____ TEXT SECTION

Recognizing the first term as the KL-divergence between $\hat{p}$ and $p_\theta(x)$ and the second term as the entropy of $\hat{p}(x)$, we can rewrite this as

\[p_{\theta_{\text{MLE}}} = \text{arg}\min_{p_\theta} KL(\hat{p}(x) || p_\theta(x)) + H(\hat{p})\]

where $H$ represents the entropy. Since $H(\hat{p})$ is constant w.r.t. $p_\theta(x)$, we can ignore this term and the solution can be written as

\[p_{\theta_{\text{MLE}}} = \text{arg}\min_{p_\theta} KL(\hat{p}(x) || p_\theta(x)).\]

Equivalence with information projection

Now, can we somehow show that the MLE, which minimizes $KL(\hat{p}(x) || p_\theta(x))$, is equivalent to the information projection of an exponential family base distribution $p_0$ onto a set of distributions $\mathcal{P}$ with some constraints?

________

**WORK REQUIRED**
Reproduce the MLE passage starting with "where $H$ represents" and going on through "with some constraints?", swapping "constant" for "fixed".

____ SOURCE EXCERPT

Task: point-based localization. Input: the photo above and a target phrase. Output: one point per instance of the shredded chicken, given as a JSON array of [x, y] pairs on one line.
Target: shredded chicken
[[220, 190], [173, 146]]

________

**RESULT FOR THIS TASK**
where $H$ represents the entropy. Since $H(\hat{p})$ is fixed w.r.t. $p_\theta(x)$, we can ignore this term and the solution can be written as

\[p_{\theta_{\text{MLE}}} = \text{arg}\min_{p_\theta} KL(\hat{p}(x) || p_\theta(x)).\]

Equivalence with information projection

Now, can we somehow show that the MLE, which minimizes $KL(\hat{p}(x) || p_\theta(x))$, is equivalent to the information projection of an exponential family base distribution $p_0$ onto a set of distributions $\mathcal{P}$ with some constraints?